It’s a tedious read with too many links to follow — after all, he has a lot of critics.
• More commentary/analysis at the Globe & Mail.
• Jordan’s King Abdullah met with Mahmoud Abbas in Ramallah. The NY Times and Wall St. Journal put the tete-a-tete in the context of both leaders’ moves at making nice with Hamas and the Muslim Brotherhood’s rising regional influence.
• The Washington Post examines the cultural heritage battle sparked by the Palestinian membership in UNESCO.
• Israel’s ambassador to South Africa got op-ed space in The Citizen. Negotiations are the only path to Mideast peace.
• YNet News picks up on Arab reports that Hezbollah is preparing to stage a coup if Assad falls.
“As soon as Hezbollah will sense that the collapse of Assad’s regime is imminent, armed cells will quickly begin operating to seize control of Beirut’s eastern and western parts,” one of the sources told al-Arabia.
“This operation, which will be coordinated with Hezbollah’s allies, including Michel Aoun’s Free Patriotic Movement, will be carried out under the banner of ‘protecting the resistance and its weapons inside Lebanon,’” he said.
• The world’s turning up the heat on Bashar Assad. The BBC reports that Britain, France and Germany are seeking action in the UN Human Rights Council. The Beeb also quotes Erdogan’s latest scathing quote:
“If you want to see someone who has fought until death against his own people, just look at Nazi Germany, just look at Hitler, at Mussolini, at Nicolae Ceausescu in Romania,” he said.
• Late afternoon reports say Egypt’s ruling military junta will transfer power to the nation’s supreme court and other civilian elements. Field Marshal Mohamed Hussein Tantawi was scheduled to address the nation. More at Haaretz on this developing story.
As during the Mubarak era, some administration officials appear to believe that U.S. interests, including Egypt’s peace accord with Israel, preclude using aid to pressure the military for political change. It is past time to abandon that wrongheaded doctrine.
• AFP points out that a trial for Saif al-Islam Gaddafi could become embarrassing for Britain (particularly the London School of Economics) as their ties to the old Libyan regime will come under fresh scrutiny.
• An independent inquiry into Bahrain’s protests, crackdown and aftermath has the Gulf state hanging on the edge. M. Cherif Bassiouni is due to release his report on Wednesday. The NY Times writes:
Its promise is to chart a way forward for changes to blunt the fires of revolution that have swept Tunisia, Egypt and Libya.
Its peril is that it comes too late for Bahrain.

- [Goal of the exercise] List the countries that the news roundup above says are seeking action in the UN Human Rights Council.

- [Supplied information]
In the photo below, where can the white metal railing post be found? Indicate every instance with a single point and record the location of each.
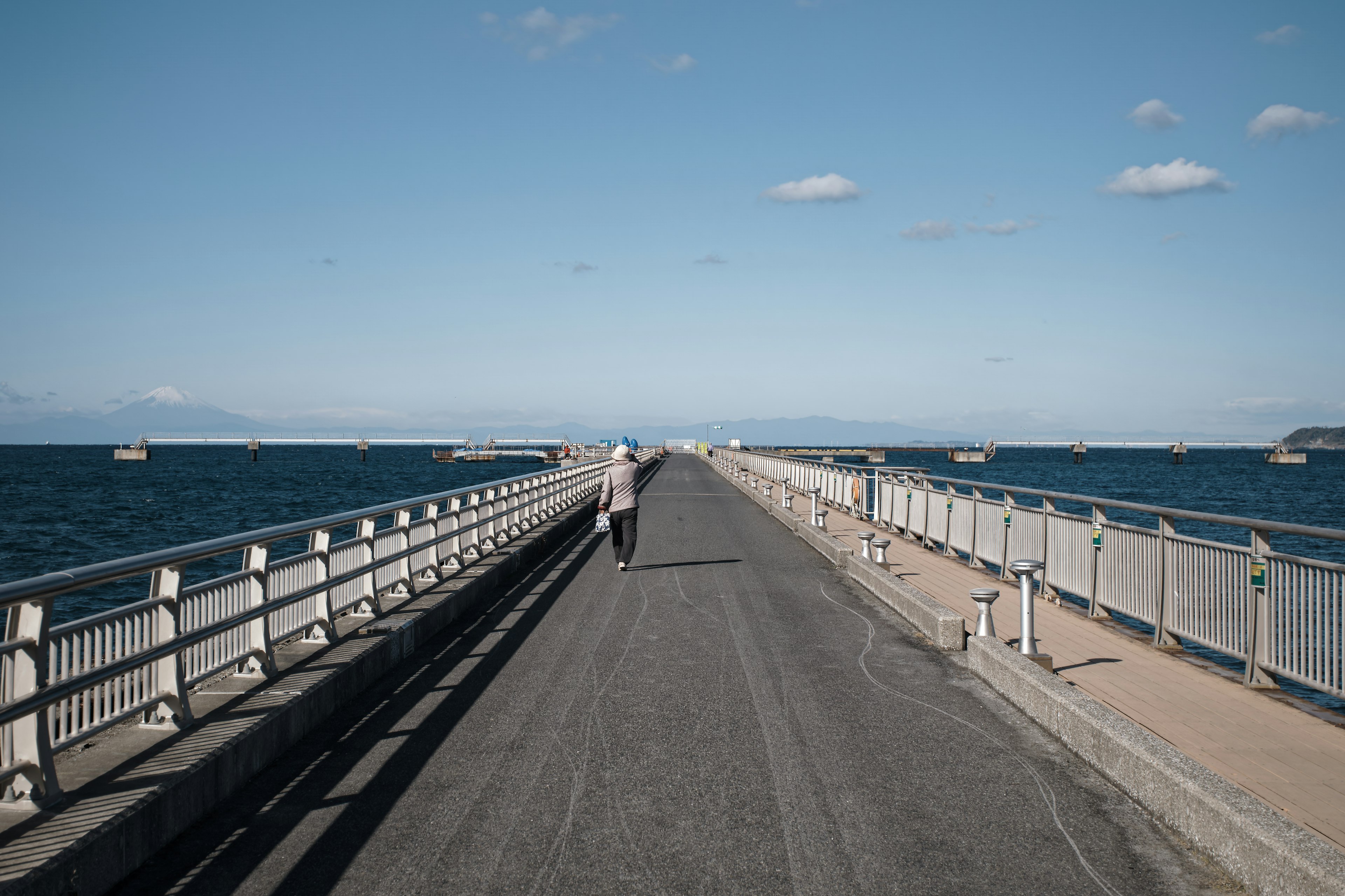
(1004, 563)
(1164, 640)
(1260, 618)
(451, 551)
(170, 674)
(975, 512)
(261, 660)
(403, 539)
(471, 514)
(1095, 609)
(369, 603)
(925, 539)
(32, 734)
(320, 544)
(1048, 509)
(429, 510)
(947, 530)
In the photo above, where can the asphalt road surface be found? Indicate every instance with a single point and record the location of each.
(731, 715)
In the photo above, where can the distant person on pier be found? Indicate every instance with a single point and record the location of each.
(619, 498)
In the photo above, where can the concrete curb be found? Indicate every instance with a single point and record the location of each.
(1261, 848)
(101, 857)
(946, 627)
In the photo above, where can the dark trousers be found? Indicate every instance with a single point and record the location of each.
(623, 533)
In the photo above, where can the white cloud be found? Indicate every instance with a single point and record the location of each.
(1154, 115)
(931, 230)
(1004, 228)
(1165, 181)
(1298, 412)
(1282, 35)
(830, 188)
(673, 65)
(1278, 120)
(541, 34)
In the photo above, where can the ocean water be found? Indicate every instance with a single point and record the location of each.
(65, 506)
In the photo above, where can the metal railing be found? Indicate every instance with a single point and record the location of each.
(64, 684)
(1286, 613)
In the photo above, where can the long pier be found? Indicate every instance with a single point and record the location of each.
(1278, 454)
(551, 449)
(474, 680)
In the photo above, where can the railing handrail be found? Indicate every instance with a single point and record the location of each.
(1225, 520)
(80, 578)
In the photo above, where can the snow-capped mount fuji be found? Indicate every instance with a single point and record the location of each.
(171, 409)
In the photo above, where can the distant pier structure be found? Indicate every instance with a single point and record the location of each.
(1278, 454)
(140, 451)
(448, 447)
(978, 454)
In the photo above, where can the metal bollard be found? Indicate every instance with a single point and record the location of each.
(985, 622)
(865, 537)
(1027, 633)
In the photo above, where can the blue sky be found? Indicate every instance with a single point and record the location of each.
(424, 214)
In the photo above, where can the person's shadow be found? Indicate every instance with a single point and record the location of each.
(689, 563)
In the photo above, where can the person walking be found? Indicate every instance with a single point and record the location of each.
(619, 498)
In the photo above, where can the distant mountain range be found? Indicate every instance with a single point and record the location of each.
(165, 409)
(168, 409)
(1317, 438)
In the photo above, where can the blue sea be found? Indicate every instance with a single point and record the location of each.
(65, 506)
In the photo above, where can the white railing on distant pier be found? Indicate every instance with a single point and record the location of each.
(1290, 617)
(64, 684)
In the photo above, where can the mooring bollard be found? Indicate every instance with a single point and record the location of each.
(985, 622)
(1027, 634)
(865, 537)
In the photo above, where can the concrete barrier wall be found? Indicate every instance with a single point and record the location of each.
(1253, 843)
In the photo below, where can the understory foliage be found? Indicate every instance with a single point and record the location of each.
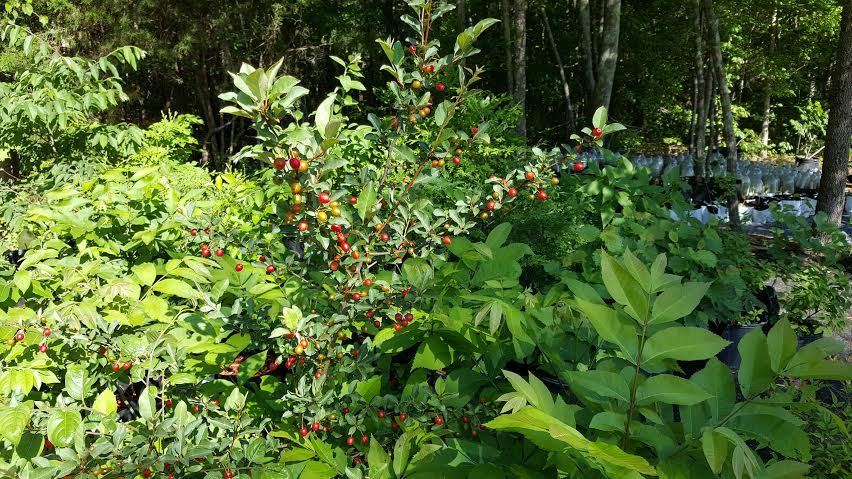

- [Solution for this task] Britain, France, Germany